И здесь мы подходим к самому важному. Гражданская война расколола флот, как и все общество. Далеко не все моряки готовы были подписаться под словами большевика Годуна из лавреневской пьесы «Разлом»: «Срывают Андреевский флаг — триста лет нас на нем распинали!» Находились (и тогда находились) люди, подобные Берсеневу из того же «Разлома», не желавшие уходить с капитанского мостика; люди, предпочитавшие служить России при любых политических пертурбациях. Таким был, к примеру, адмирал Щастный, который с огромными трудностями вывел из блокированного немцами Хельсинки Балтийский флот и привел его в Кронштадт зимой 1917–1918 годов. Это — так называемый Ледовый переход. Большевики его в благодарность… расстреляли: видите ли, адмирал «совершил свой подвиг для саморекламы». Так сказал на суде над Щастным Л. Троцкий. Пикантная подробность: в это время на очень короткий период в Советской России была отменена смертная казнь, и по этому поводу официальному обвинителю — им был Крыленко — один из членов суда задал недоуменный вопрос. Крыленко, не моргнув, ответил: «А мы не казним — мы расстреливаем!» Что называется, тонкая марксистская диалектика…
Подобный урок не прошел даром. И люди, сохранившие верность Андреевскому флагу, оказались по ту сторону баррикады. То есть — у белых.

Задание 1 —
Выпишите из текста о расколе флота в Гражданской войне все приведённые в кавычках высказывания, которые переданы как чьи-то слова, и укажите, кому каждое принадлежит.
Задание 2 —
Продолжите текст о расколе флота в Гражданской войне, начав сразу после его последнего предложения.

Исходные данные —
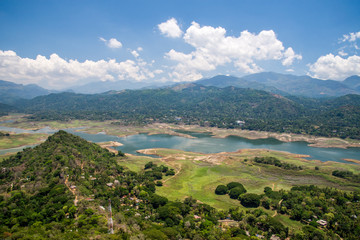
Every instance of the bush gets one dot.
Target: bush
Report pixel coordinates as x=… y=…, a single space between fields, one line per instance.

Ответ 1 —
1. «Срывают Андреевский флаг — триста лет нас на нем распинали!» — большевик Годун из пьесы «Разлом».
2. «совершил свой подвиг для саморекламы» — Л. Троцкий на суде над Щастным.
3. «А мы не казним — мы расстреливаем!» — Крыленко, официальный обвинитель на суде.

Ответ 2 —
О том, что у белого движения были свои военно-морские силы, в общем-то известно.
Да и публикации на эту тему появлялись еще в перестроечные времена. Именно белые моряки осуществили беспримерные по экстремальности эвакуации войск А. Деникина из Новороссийска, П. Врангеля из Севастополя, сибирских белогвардейцев из Владивостока. Вывезли, заметим, вместе с огромными массами гражданского населения — из Крыма, например, было эвакуировано в считанные дни около полумиллиона человек! Уже одно это заставляет внимательнее присмотреться к морякам-белогвардейцам.
Но есть один факт, почти ни разу не выделенный в общей картине гражданской войны. Речь идет об одном эпизоде, когда белые и красные моряки скрестили оружие в прямом столкновении. Произошло это в 1918–1919 годах на… Урале. Да, именно наш сухопутный край стал местом единственного за всю войну военно-морского противостояния. Вернее, военно-речного, ибо полем, точнее, акваторией боя, стала река Кама.
Летом 1918 года после памятного восстания рабочих в Ижевске и Воткинске Западный Урал стал ареной ожесточенных сражений. И здесь борьба за Каму приобрела чрезвычайное значение, в связи с чем обе противоборствующие стороны создали свою Камскую флотилию. Во главе белой флотилии стоял адмирал Георгий Старк — весьма известная во флотских кругах фигура, предшественник С. Макарова на посту командующего Порт-Артурской эскадрой. Он же станет впоследствии последним командующим белого Тихоокеанского флота и проведет заключительную грандиозную эвакуацию русских в Китай, Вьетнам и на Филиппины.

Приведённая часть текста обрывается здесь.